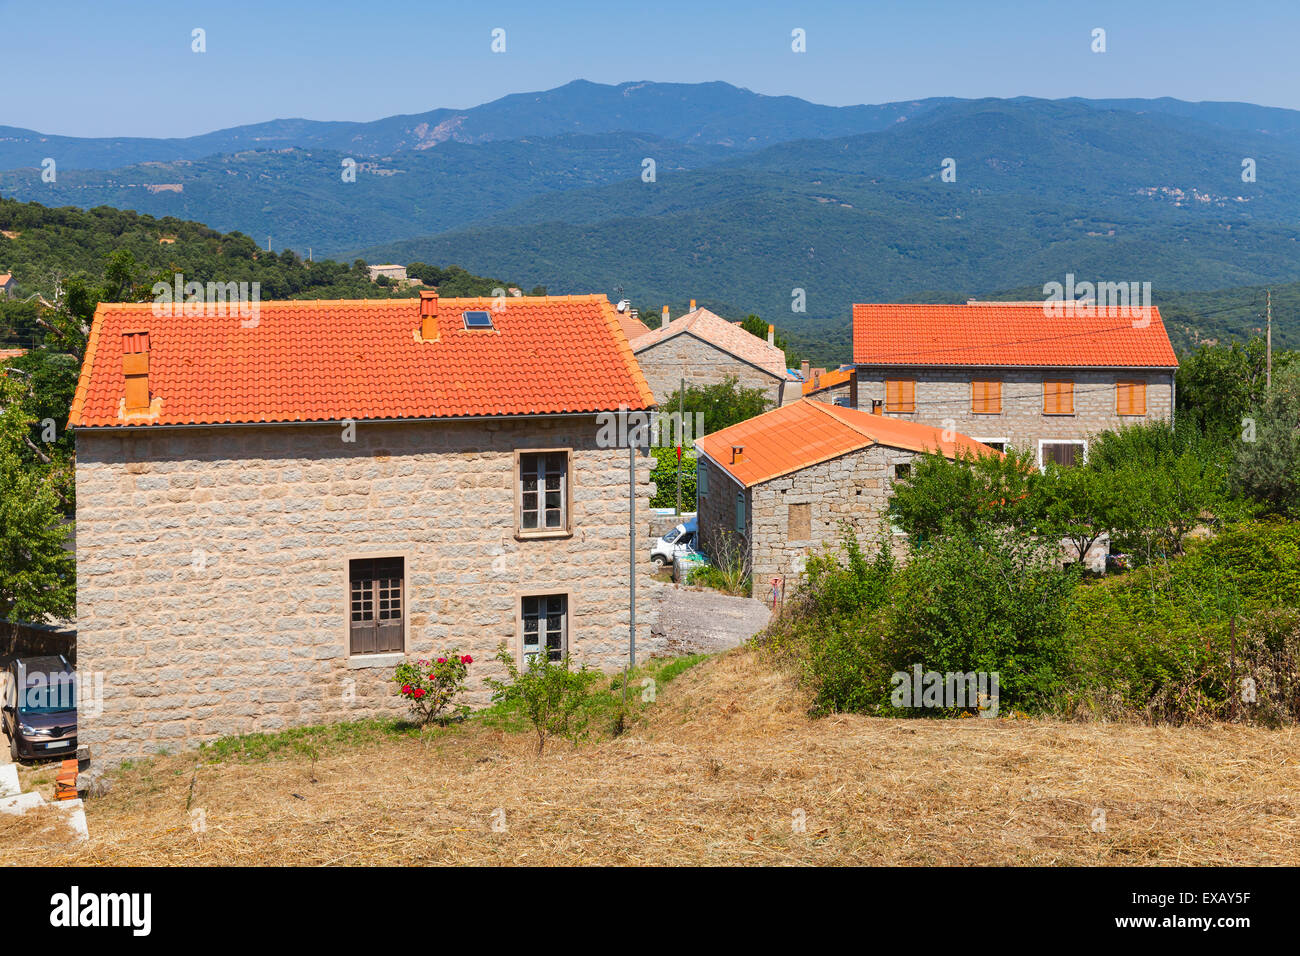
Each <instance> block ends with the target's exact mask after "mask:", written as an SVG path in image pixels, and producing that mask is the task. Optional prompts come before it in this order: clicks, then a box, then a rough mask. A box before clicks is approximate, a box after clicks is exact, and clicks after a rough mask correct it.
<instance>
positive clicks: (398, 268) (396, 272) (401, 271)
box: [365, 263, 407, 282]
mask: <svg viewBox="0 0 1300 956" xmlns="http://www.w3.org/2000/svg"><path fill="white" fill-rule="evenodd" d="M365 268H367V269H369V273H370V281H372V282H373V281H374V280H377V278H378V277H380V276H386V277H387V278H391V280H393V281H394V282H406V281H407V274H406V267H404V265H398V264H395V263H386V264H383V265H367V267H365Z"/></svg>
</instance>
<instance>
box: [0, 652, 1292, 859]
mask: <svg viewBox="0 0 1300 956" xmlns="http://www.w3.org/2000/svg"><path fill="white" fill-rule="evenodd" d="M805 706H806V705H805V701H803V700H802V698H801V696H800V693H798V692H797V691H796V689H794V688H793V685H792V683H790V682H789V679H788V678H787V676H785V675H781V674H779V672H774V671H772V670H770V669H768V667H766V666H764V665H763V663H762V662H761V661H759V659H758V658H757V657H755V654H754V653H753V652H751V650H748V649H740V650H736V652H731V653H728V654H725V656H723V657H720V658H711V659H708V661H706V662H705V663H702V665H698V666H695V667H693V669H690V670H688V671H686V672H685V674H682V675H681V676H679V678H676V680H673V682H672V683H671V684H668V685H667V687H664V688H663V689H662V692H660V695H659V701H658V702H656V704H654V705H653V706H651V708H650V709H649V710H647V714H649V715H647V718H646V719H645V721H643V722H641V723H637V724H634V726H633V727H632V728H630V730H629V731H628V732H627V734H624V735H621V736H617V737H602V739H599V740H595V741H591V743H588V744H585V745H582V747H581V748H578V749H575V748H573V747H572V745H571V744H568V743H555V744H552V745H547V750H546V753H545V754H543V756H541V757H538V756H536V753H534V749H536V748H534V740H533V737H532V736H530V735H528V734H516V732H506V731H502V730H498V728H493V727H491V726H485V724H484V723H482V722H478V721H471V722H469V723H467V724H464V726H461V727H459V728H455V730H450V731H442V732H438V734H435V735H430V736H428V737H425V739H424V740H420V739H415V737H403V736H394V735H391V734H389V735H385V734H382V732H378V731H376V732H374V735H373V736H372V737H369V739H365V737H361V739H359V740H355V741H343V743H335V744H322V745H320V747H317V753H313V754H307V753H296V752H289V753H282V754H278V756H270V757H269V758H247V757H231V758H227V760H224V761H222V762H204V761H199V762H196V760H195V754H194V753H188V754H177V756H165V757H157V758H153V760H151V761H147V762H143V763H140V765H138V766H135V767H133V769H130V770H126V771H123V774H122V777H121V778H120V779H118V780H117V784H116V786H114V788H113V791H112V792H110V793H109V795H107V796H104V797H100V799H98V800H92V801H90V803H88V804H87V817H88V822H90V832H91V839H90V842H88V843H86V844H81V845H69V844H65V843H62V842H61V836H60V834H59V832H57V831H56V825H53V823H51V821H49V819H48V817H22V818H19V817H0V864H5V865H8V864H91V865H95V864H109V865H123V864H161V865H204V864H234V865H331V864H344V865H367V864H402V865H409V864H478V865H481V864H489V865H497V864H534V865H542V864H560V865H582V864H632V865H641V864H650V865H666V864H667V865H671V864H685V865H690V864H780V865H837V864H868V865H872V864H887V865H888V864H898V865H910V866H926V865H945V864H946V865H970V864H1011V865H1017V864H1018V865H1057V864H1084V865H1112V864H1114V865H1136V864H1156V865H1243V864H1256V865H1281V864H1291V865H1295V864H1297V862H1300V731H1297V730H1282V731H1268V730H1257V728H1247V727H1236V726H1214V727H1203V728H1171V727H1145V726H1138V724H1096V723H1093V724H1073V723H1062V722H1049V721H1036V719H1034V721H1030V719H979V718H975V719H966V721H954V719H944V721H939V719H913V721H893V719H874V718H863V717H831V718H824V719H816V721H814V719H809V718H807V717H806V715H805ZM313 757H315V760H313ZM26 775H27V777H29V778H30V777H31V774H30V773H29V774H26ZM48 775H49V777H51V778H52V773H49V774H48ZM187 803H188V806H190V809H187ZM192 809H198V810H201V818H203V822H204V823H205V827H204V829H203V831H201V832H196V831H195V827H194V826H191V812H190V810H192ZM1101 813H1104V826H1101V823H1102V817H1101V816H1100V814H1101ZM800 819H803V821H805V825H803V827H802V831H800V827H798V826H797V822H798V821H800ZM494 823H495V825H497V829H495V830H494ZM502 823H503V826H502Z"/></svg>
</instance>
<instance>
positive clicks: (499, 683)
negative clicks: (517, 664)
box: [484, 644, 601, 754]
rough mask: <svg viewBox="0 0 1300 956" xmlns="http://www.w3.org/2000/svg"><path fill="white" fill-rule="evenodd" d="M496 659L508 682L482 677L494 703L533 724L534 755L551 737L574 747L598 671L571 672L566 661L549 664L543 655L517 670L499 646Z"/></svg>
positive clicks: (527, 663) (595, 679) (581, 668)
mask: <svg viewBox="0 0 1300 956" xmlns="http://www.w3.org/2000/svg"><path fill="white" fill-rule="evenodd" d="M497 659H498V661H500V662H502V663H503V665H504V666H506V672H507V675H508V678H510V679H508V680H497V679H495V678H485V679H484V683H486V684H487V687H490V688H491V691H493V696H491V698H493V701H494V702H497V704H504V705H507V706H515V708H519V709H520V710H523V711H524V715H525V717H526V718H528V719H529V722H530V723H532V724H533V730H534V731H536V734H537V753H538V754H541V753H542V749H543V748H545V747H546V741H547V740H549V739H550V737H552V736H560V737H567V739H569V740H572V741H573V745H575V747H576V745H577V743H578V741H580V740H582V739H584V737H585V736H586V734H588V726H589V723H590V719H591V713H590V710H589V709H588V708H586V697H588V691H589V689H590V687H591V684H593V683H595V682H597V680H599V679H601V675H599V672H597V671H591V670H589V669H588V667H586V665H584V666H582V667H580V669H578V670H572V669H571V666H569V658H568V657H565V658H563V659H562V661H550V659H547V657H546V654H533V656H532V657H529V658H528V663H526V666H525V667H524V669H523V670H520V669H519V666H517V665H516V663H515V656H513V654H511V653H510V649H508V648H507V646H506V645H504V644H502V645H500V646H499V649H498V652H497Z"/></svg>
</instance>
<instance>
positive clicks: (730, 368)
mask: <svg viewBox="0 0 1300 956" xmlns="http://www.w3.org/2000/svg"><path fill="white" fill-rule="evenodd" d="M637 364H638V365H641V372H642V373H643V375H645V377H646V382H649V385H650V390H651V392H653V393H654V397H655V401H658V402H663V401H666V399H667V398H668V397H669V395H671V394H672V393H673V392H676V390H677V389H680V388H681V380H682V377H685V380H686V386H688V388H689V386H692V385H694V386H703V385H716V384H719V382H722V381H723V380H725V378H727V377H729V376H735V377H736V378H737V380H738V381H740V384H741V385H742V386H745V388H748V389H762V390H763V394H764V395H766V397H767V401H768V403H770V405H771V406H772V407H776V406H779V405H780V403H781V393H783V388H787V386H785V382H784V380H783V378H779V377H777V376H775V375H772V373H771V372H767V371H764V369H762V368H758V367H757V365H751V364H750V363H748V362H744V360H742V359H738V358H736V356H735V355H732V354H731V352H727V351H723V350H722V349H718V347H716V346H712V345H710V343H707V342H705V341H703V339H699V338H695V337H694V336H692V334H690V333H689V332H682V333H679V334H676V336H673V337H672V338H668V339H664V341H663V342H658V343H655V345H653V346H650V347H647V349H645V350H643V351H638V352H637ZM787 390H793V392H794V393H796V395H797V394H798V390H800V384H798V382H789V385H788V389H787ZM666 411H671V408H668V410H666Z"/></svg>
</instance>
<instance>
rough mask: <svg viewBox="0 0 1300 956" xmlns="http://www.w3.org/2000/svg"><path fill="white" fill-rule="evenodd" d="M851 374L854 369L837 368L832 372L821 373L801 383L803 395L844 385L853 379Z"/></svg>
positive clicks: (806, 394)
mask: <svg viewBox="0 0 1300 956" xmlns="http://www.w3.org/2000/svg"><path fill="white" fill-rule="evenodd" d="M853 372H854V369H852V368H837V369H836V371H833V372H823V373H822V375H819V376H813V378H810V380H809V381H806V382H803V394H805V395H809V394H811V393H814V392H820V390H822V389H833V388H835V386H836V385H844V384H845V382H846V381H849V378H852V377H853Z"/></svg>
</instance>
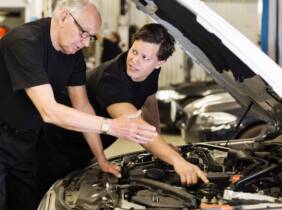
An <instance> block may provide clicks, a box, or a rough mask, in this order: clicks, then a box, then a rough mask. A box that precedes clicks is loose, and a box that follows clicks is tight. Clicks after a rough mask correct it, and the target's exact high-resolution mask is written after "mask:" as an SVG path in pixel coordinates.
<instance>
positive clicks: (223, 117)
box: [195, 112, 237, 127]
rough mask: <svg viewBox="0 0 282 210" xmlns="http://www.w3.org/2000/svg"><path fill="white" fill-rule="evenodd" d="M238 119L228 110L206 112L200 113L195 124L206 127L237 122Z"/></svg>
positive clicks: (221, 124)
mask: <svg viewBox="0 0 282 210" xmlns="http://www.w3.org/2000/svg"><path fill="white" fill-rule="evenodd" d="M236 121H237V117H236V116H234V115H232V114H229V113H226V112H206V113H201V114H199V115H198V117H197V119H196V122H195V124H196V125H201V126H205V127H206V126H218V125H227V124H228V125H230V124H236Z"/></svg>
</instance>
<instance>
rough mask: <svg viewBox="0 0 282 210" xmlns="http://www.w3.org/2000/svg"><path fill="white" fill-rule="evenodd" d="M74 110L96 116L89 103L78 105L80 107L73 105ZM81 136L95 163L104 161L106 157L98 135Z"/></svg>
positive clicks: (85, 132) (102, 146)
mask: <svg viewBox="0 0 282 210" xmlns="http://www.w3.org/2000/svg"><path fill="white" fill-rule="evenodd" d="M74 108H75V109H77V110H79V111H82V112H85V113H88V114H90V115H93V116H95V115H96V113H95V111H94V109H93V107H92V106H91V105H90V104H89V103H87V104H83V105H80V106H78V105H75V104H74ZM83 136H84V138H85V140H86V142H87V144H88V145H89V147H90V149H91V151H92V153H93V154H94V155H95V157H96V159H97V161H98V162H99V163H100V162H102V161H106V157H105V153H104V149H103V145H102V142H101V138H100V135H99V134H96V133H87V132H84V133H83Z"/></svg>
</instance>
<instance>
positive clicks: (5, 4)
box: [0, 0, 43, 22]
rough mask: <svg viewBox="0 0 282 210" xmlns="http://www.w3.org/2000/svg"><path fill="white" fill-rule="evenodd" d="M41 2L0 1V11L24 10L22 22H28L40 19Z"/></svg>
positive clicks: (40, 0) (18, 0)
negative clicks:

——————————

Reproduce, with no other lines, the run of lines that begins with the one containing "2L0 1V11L24 10L22" and ends with the last line of the material.

_TASK ANSWER_.
rough mask: <svg viewBox="0 0 282 210" xmlns="http://www.w3.org/2000/svg"><path fill="white" fill-rule="evenodd" d="M41 2L0 1V11L24 10L22 22H28L40 19Z"/></svg>
positive clicks: (40, 0) (18, 0)
negative clicks:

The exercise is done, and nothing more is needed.